◆ What is required ◆
Word for word, restate every line of the listing that follows.

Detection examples
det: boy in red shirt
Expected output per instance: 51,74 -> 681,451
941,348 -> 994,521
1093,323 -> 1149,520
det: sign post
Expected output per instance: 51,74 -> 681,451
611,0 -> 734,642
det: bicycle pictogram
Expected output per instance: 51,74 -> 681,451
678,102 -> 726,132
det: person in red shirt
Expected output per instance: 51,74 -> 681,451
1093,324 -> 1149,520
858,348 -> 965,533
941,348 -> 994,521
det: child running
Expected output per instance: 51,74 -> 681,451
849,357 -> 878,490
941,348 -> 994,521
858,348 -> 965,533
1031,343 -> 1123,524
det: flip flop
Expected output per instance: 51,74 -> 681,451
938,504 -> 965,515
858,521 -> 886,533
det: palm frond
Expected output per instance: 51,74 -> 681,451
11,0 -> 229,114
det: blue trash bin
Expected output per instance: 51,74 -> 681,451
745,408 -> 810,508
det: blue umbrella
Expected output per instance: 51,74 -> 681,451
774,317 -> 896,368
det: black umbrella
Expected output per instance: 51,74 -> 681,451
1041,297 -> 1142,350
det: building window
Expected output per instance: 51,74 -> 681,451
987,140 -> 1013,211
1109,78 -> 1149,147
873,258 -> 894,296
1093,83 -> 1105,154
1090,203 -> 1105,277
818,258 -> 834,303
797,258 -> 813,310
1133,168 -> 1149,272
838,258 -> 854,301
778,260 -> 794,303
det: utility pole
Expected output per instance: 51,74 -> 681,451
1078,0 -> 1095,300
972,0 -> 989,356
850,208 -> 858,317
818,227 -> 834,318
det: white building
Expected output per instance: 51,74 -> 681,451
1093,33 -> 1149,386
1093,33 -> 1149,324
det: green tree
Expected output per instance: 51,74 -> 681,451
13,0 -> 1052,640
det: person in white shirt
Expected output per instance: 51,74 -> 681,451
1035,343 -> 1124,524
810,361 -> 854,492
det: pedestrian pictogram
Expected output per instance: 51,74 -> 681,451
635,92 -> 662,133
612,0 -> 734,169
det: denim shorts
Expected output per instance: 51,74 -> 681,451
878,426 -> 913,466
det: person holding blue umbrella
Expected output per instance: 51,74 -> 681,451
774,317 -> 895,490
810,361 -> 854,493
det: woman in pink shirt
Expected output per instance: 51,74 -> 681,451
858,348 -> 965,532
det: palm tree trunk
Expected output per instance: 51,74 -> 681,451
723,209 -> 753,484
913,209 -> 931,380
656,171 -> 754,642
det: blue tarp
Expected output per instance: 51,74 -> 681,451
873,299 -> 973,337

◆ Exercise response ◆
det: boy in red shirt
Expected output per instance: 51,74 -> 681,451
941,348 -> 994,521
1093,323 -> 1149,520
det: sign post
Expected output per instance: 51,74 -> 681,451
611,0 -> 734,642
det: bicycle pictogram
Expected output per instance: 51,74 -> 681,451
678,102 -> 726,132
det: person in red shirt
Expected output per instance: 51,74 -> 681,451
1093,324 -> 1149,520
858,348 -> 965,533
941,348 -> 994,521
det: child running
Expected output per instance: 51,74 -> 681,451
849,357 -> 878,490
941,348 -> 994,521
858,348 -> 965,533
1031,343 -> 1123,524
det: flip flop
Expected output per instance: 51,74 -> 681,451
938,504 -> 965,515
858,521 -> 886,533
det: palm frond
Expected output per instance: 51,74 -> 681,451
11,0 -> 229,114
det: blue trash bin
Expected output per instance: 51,74 -> 681,451
745,408 -> 810,508
det: blue umbrella
Expected output per instance: 51,74 -> 681,451
774,317 -> 896,368
det: black umbrella
Expected output per instance: 51,74 -> 681,451
1041,297 -> 1142,350
det: building window
Expected output per instance: 51,74 -> 681,451
987,140 -> 1013,211
1109,78 -> 1149,147
873,258 -> 894,296
1093,83 -> 1105,154
1090,203 -> 1105,277
818,258 -> 834,303
797,258 -> 813,310
1133,168 -> 1149,272
838,258 -> 854,301
778,260 -> 794,303
det: utility pole
Expected output per instance: 51,74 -> 681,451
1078,0 -> 1095,300
972,0 -> 989,356
850,208 -> 858,317
818,227 -> 834,318
det: white building
Expected output per instance: 51,74 -> 681,451
1093,33 -> 1149,386
1093,33 -> 1149,324
det: green tree
Expected output per instance: 51,74 -> 681,451
13,0 -> 1052,640
det: person in white shirt
Expected output per instance: 51,74 -> 681,451
1035,343 -> 1124,524
810,361 -> 854,492
det: pedestrian pictogram
Expected output per instance: 51,74 -> 681,451
635,92 -> 662,133
612,0 -> 734,169
det: denim shorts
Expected output per instance: 51,74 -> 681,451
878,426 -> 913,466
det: person holding blue umbrella
Expected output per instance: 51,74 -> 681,451
774,317 -> 895,490
810,361 -> 854,493
det: woman in pink shirt
Expected output per instance: 51,74 -> 681,451
858,348 -> 965,532
det: palm tree trunk
Expected output per instance: 51,74 -> 681,451
723,209 -> 753,484
913,209 -> 931,380
656,171 -> 754,642
det: blue tarp
Expected output per instance: 51,74 -> 681,451
873,299 -> 973,337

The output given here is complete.